Provided entries
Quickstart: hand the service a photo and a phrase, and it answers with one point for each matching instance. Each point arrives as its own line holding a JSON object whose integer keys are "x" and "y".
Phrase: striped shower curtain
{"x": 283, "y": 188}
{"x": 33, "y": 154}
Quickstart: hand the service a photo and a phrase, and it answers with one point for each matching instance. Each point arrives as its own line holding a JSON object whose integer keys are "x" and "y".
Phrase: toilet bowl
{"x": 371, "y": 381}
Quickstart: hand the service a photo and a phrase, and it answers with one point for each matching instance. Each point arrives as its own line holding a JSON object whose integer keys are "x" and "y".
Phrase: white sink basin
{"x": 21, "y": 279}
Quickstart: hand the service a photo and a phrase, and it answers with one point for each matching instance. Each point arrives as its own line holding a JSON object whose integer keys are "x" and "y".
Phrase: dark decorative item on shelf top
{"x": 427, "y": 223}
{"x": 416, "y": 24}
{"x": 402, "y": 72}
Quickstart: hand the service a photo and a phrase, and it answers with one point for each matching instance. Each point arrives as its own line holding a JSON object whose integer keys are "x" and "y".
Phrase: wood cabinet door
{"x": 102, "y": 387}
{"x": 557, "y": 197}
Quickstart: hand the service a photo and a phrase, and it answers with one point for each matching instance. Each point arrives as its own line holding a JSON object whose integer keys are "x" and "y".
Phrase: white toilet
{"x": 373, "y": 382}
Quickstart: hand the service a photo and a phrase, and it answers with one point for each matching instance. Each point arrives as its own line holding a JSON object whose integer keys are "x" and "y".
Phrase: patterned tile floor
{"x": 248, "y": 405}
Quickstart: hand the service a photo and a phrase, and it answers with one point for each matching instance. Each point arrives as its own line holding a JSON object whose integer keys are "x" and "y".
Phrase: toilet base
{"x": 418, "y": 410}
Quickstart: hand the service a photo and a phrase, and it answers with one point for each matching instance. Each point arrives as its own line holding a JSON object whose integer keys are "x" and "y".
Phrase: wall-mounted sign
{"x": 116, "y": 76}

The problem
Reproduce the entries above in full, verbatim.

Exercise response
Quickstart: hand the service a photo and a phrase, and it answers with one point for each matching instance. Each point arrives as its own line holding a JSON object whose integer keys are "x" and "y".
Phrase: striped shower curtain
{"x": 283, "y": 188}
{"x": 33, "y": 154}
Quickstart: hand the service a photo and a phrase, and it answers with one point for each matching instance. Each point arrives as its own line holding a JSON object whose integer keys are "x" and "y".
Phrase: toilet bowl
{"x": 371, "y": 381}
Quickstart: hand the service a photo and a phrase, and it answers with one point for each matching instance. Each point arrives as its own line holding a JSON object whose integer keys are "x" and "y".
Phrase: white sink basin
{"x": 21, "y": 279}
Quickstart: hand the service a photo and a phrase, and it answers with one point for each matching instance. Each point arrives as its own line holding a JSON object whose integer keys are "x" and "y".
Phrase: dark decorative item on shelf top
{"x": 427, "y": 223}
{"x": 416, "y": 24}
{"x": 402, "y": 72}
Quickstart: hand the service a photo and a phrase, and it answers with one point for each matching instance. Each point arrives as its own line holding a JSON object whose integer keys are "x" and "y".
Phrase: wood cabinet door
{"x": 102, "y": 387}
{"x": 557, "y": 197}
Quickstart: hand the service a photo and a phrase, and it answers with one point for each matching instance. Each point arrives as its own line holding a JSON object whose integer keys are "x" and "y".
Phrase: white toilet
{"x": 373, "y": 382}
Quickstart: hand the service a photo and a phrase, and it answers with one point for each matching instance. Each point arrives as its own line holding a JSON object whose integer keys are "x" and "y".
Phrase: patterned tile floor
{"x": 248, "y": 405}
Quickstart: hand the service a photo and a phrase, and it answers with one point for each matching instance. Each point arrives as its own line holding a JSON object whose integer keys are "x" and "y".
Phrase: toilet base
{"x": 418, "y": 410}
Quickstart: hand the service a photo and a phrase, and it answers with one point for each matching instance. Each point arrives as its own line holding a JSON object whose integer keys are "x" and "y".
Phrase: wall-mounted sign
{"x": 116, "y": 76}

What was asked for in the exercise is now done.